• [SOURCE EXCERPT]
— START —
Caption: (a) The Cornell passive dynamic walker (Collins et al., 2001); (b) Wanda by Ziegler et al., 2006; (c) Puppy and (d) Stumpy by Fumiya Iida (Source: Iida and Pfeifer, 2004)

The underlying idea is to use morphology as a computational resource to emulate complex behaviours. The range of possible computation is impressive. Theoretically, there are almost no limits.

We were able to show that physical bodies can be used to emulate complex nonlinear differential equations (e.g. nonlinear controllers). We demonstrated setups to emulate nonlinear limit cycles that are highly robust and are even able to generalize beyond their learned data sets. Such limit cycles can be used to produce a control signal for locomotion. We were even able to demonstrate the use of the body as a switch between different limit cycles (behaviours) based on physical inputs (forces applied to the system) that could come from the environment. The implications are that the body can also serve as a type of sensor, enabling the robot to sense change through its soft body and react appropriately.

One possible application could be a robot that is able to “feel” the weight on its body, enabling it to adapt its locomotion by producing (computing) different limit cycles accordingly.
— END —
(Some records)
— START —
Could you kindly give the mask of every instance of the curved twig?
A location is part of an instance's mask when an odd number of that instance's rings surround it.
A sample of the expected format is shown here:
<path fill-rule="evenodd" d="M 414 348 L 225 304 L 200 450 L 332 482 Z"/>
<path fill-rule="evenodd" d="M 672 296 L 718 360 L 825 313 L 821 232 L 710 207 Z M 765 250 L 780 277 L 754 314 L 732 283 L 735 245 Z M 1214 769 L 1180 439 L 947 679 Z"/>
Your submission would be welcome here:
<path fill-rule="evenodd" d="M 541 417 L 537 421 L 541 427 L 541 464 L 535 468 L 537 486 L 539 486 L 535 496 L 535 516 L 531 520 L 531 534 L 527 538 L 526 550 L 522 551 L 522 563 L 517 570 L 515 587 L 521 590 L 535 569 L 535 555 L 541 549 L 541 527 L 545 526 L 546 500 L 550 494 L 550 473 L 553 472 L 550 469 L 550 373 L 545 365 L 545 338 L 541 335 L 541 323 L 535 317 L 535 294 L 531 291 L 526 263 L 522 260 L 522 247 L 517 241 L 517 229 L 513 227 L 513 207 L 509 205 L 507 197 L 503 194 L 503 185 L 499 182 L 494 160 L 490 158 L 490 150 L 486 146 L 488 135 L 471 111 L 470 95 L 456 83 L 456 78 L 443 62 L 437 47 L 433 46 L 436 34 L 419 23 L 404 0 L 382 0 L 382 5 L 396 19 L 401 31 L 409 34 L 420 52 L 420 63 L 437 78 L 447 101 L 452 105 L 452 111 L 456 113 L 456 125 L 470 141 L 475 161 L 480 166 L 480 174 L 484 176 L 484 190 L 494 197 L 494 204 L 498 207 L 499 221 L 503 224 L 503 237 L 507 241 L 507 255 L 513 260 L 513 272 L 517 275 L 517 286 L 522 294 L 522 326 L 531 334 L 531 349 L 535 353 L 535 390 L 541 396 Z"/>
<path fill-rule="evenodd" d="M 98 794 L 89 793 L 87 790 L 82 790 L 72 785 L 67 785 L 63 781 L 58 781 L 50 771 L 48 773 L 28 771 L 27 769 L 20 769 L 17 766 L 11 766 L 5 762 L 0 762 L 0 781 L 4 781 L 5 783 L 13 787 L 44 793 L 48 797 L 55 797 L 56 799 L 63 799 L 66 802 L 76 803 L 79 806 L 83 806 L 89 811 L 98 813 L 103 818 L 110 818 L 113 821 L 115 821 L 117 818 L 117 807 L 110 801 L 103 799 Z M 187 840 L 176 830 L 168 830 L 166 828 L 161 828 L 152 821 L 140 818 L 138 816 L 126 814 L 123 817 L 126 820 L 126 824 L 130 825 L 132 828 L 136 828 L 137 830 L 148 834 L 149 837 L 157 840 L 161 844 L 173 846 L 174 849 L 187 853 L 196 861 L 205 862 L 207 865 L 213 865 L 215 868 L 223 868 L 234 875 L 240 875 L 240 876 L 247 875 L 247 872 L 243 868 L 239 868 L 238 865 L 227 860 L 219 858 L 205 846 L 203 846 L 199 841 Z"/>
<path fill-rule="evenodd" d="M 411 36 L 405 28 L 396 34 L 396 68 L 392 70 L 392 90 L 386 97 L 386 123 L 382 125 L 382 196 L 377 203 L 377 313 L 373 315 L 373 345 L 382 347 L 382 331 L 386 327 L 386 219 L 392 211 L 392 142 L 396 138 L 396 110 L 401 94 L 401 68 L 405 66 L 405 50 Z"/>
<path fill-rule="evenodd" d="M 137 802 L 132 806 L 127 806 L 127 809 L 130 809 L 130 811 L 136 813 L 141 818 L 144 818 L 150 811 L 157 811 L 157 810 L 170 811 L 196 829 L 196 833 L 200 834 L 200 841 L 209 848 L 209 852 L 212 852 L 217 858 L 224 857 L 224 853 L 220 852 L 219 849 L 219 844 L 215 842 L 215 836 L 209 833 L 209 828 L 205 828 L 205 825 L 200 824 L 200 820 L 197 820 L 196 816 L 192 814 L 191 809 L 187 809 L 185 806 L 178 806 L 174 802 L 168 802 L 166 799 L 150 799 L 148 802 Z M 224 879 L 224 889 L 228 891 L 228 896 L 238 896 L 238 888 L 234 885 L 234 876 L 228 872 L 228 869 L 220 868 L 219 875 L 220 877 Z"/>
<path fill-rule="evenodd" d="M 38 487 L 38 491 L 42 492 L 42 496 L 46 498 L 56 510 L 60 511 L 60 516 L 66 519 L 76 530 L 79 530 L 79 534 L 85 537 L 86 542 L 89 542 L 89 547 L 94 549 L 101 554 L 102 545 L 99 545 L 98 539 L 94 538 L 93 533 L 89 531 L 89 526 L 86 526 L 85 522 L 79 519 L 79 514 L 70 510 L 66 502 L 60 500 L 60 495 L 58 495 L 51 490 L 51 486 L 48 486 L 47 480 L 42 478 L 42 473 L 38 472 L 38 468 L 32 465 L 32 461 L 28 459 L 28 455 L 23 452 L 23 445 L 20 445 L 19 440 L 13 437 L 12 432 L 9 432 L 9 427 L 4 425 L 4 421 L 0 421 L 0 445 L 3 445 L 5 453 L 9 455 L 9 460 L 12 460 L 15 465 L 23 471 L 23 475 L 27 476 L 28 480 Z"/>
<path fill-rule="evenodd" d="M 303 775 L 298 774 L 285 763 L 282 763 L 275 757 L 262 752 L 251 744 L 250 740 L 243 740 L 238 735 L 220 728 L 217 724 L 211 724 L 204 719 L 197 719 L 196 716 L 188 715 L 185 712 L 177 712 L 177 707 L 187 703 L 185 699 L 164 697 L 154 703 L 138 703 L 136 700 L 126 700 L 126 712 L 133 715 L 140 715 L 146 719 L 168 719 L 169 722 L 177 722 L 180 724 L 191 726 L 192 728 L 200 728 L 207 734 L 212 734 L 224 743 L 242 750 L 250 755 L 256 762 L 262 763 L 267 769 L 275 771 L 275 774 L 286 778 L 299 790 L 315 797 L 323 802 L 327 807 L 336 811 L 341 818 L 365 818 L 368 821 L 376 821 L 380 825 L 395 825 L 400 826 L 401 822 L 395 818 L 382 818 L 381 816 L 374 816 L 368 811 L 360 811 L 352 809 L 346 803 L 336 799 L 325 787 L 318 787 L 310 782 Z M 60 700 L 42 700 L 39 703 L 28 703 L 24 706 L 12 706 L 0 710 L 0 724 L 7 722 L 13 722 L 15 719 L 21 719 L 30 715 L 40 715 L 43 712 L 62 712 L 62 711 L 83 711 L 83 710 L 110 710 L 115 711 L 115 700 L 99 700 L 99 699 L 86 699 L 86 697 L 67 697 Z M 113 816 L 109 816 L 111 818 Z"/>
— END —
• [PROBLEM TO WORK ON] Translate this sentence from the morphological computation passage into Spanish: "Such limit cycles can be used to produce a control signal for locomotion."

• [THE ANSWER] Dichos ciclos límite pueden utilizarse para producir una señal de control para la locomoción.